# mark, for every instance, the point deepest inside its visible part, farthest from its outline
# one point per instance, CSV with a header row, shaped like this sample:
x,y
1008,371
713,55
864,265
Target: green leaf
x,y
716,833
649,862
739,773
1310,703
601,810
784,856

········

- [PROBLEM REQUIREMENTS]
Can you change "green leaf" to "yellow leaf" throughout the data above and reproduce everything else unchanged?

- [CORRECT ANSWER]
# mark, for every instance, the point deepest inside its visible part, farthest from its outline
# one point per instance, CSV with a header row, shaped like this sample:
x,y
1008,371
713,55
864,265
Target: yellow leaf
x,y
716,833
649,862
739,773
1310,703
601,810
784,856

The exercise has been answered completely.